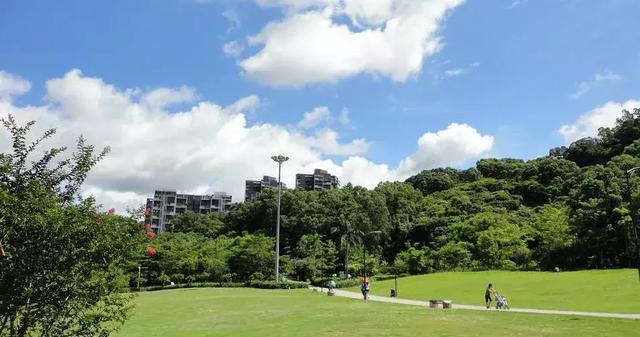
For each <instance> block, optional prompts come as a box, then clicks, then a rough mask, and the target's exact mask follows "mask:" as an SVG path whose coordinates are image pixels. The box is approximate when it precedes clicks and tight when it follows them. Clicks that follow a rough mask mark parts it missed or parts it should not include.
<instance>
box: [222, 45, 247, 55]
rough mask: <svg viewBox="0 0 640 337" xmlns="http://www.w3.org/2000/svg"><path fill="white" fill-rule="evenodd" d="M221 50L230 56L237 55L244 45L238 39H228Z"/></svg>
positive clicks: (243, 48)
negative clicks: (231, 40) (234, 39)
mask: <svg viewBox="0 0 640 337" xmlns="http://www.w3.org/2000/svg"><path fill="white" fill-rule="evenodd" d="M222 51H223V52H224V53H225V54H227V55H229V56H232V57H238V56H240V54H242V52H243V51H244V45H242V43H240V42H238V41H229V42H227V43H225V44H224V45H223V46H222Z"/></svg>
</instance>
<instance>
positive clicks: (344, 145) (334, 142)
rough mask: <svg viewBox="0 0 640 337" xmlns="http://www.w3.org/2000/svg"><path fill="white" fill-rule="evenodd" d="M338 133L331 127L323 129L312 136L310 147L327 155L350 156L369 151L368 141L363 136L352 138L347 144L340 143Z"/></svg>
mask: <svg viewBox="0 0 640 337" xmlns="http://www.w3.org/2000/svg"><path fill="white" fill-rule="evenodd" d="M338 137H339V136H338V133H337V132H335V131H333V130H331V129H323V130H320V131H318V132H317V133H316V135H315V136H314V137H313V138H312V139H313V142H312V145H311V146H312V147H315V148H317V149H319V150H321V151H322V152H323V153H325V154H328V155H343V156H350V155H356V154H363V153H366V152H367V151H369V143H368V142H367V141H366V140H365V139H364V138H358V139H354V140H352V141H351V142H350V143H347V144H340V142H339V141H338Z"/></svg>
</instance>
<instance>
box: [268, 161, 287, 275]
mask: <svg viewBox="0 0 640 337" xmlns="http://www.w3.org/2000/svg"><path fill="white" fill-rule="evenodd" d="M271 159H272V160H273V161H275V162H276V163H278V215H277V216H276V282H278V281H280V272H279V271H280V200H281V199H282V182H280V173H281V171H282V163H284V162H285V161H287V160H289V157H287V156H283V155H281V154H279V155H277V156H272V157H271Z"/></svg>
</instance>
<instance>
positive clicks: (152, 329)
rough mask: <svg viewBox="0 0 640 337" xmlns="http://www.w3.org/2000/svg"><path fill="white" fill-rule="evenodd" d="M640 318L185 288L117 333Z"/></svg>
mask: <svg viewBox="0 0 640 337" xmlns="http://www.w3.org/2000/svg"><path fill="white" fill-rule="evenodd" d="M638 331H640V321H632V320H619V319H600V318H581V317H568V316H549V315H532V314H517V313H510V312H498V311H491V312H483V311H479V312H475V311H465V310H454V311H443V310H435V311H434V310H428V309H423V308H419V307H411V306H404V305H397V304H389V303H378V302H364V301H359V300H352V299H346V298H337V297H328V296H326V295H324V294H321V293H313V292H311V291H309V290H258V289H216V288H208V289H180V290H166V291H158V292H149V293H143V294H141V295H140V296H139V297H138V299H137V306H136V308H135V314H134V316H133V317H132V318H131V319H130V320H129V321H128V322H127V323H125V325H124V327H123V328H122V330H121V331H120V333H119V334H117V337H124V336H128V337H160V336H166V337H187V336H188V337H205V336H211V337H213V336H216V337H218V336H251V337H254V336H284V337H286V336H296V337H299V336H302V337H304V336H334V337H337V336H367V337H375V336H412V337H413V336H427V335H428V336H451V337H454V336H483V337H484V336H490V335H500V336H580V337H587V336H598V337H603V336H637V333H638Z"/></svg>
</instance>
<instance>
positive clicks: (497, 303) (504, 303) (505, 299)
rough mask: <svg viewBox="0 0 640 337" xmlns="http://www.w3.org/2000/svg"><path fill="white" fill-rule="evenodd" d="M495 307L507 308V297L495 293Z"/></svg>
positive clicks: (508, 308) (504, 308) (508, 305)
mask: <svg viewBox="0 0 640 337" xmlns="http://www.w3.org/2000/svg"><path fill="white" fill-rule="evenodd" d="M496 309H504V310H507V309H509V303H507V298H506V297H504V295H500V294H497V295H496Z"/></svg>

Work to be completed: Restate the entries word for word, though any image they contain should not appear.

Worked solution:
For each <instance> block, optional prompts come as a box, then clicks, then a rough mask, and the target's exact mask follows "mask:" as an SVG path whose coordinates are image pixels. The box is approximate when it precedes clicks and tight when it follows them. Clicks that follow a rough mask mark parts it missed or parts it should not include.
<instance>
box: [222, 45, 247, 55]
rough mask: <svg viewBox="0 0 640 337" xmlns="http://www.w3.org/2000/svg"><path fill="white" fill-rule="evenodd" d="M221 50L230 56L237 55L244 45L238 39H228Z"/></svg>
positive clicks: (243, 48)
negative clicks: (231, 40) (234, 39)
mask: <svg viewBox="0 0 640 337" xmlns="http://www.w3.org/2000/svg"><path fill="white" fill-rule="evenodd" d="M222 51H223V52H224V53H225V54H227V55H229V56H232V57H238V56H240V54H242V52H243V51H244V45H242V43H240V42H238V41H229V42H227V43H225V44H224V45H223V46H222Z"/></svg>
</instance>
<instance>
positive clicks: (344, 145) (334, 142)
rough mask: <svg viewBox="0 0 640 337" xmlns="http://www.w3.org/2000/svg"><path fill="white" fill-rule="evenodd" d="M338 133L331 127L323 129L312 136L310 147L327 155L350 156L369 151L368 141L363 136L352 138L347 144L340 143Z"/></svg>
mask: <svg viewBox="0 0 640 337" xmlns="http://www.w3.org/2000/svg"><path fill="white" fill-rule="evenodd" d="M338 137H339V136H338V133H337V132H335V131H333V130H331V129H323V130H320V131H318V132H317V133H316V135H315V136H314V137H313V138H312V139H313V142H312V145H311V146H312V147H315V148H317V149H319V150H321V151H322V152H323V153H325V154H328V155H343V156H350V155H356V154H363V153H366V152H367V151H369V143H368V142H367V141H366V140H365V139H364V138H358V139H354V140H352V141H351V142H350V143H347V144H340V142H339V141H338Z"/></svg>
</instance>
<instance>
box: [268, 161, 287, 275]
mask: <svg viewBox="0 0 640 337" xmlns="http://www.w3.org/2000/svg"><path fill="white" fill-rule="evenodd" d="M271 159H272V160H273V161H275V162H276V163H278V215H277V216H276V282H278V281H280V272H279V271H280V200H281V199H282V182H280V173H281V171H282V163H284V162H285V161H287V160H289V157H287V156H283V155H281V154H279V155H277V156H272V157H271Z"/></svg>
</instance>
<instance>
positive clicks: (152, 329)
rough mask: <svg viewBox="0 0 640 337" xmlns="http://www.w3.org/2000/svg"><path fill="white" fill-rule="evenodd" d="M640 318L185 288L117 333Z"/></svg>
mask: <svg viewBox="0 0 640 337" xmlns="http://www.w3.org/2000/svg"><path fill="white" fill-rule="evenodd" d="M638 331H640V321H632V320H619V319H600V318H581V317H568V316H549V315H532V314H517V313H510V312H498V311H491V312H483V311H479V312H475V311H465V310H454V311H443V310H435V311H434V310H428V309H423V308H419V307H411V306H404V305H397V304H389V303H378V302H364V301H359V300H352V299H346V298H337V297H328V296H326V295H324V294H321V293H313V292H311V291H309V290H258V289H216V288H208V289H180V290H166V291H158V292H149V293H143V294H141V295H140V296H139V297H138V299H137V306H136V308H135V314H134V316H133V317H132V318H131V319H130V320H129V321H128V322H127V323H125V325H124V327H123V328H122V330H121V331H120V333H119V334H117V337H124V336H128V337H160V336H166V337H187V336H188V337H205V336H211V337H213V336H216V337H218V336H251V337H254V336H284V337H286V336H296V337H299V336H302V337H304V336H334V337H337V336H367V337H375V336H412V337H413V336H427V335H428V336H451V337H454V336H483V337H484V336H490V335H500V336H580V337H587V336H598V337H603V336H637V333H638Z"/></svg>
</instance>
<instance>
positive clicks: (497, 303) (504, 303) (505, 299)
rough mask: <svg viewBox="0 0 640 337" xmlns="http://www.w3.org/2000/svg"><path fill="white" fill-rule="evenodd" d="M495 307L507 308V297L495 293Z"/></svg>
positive clicks: (508, 308) (504, 308) (508, 305)
mask: <svg viewBox="0 0 640 337" xmlns="http://www.w3.org/2000/svg"><path fill="white" fill-rule="evenodd" d="M496 309H504V310H507V309H509V303H507V298H506V297H504V295H500V294H497V295H496Z"/></svg>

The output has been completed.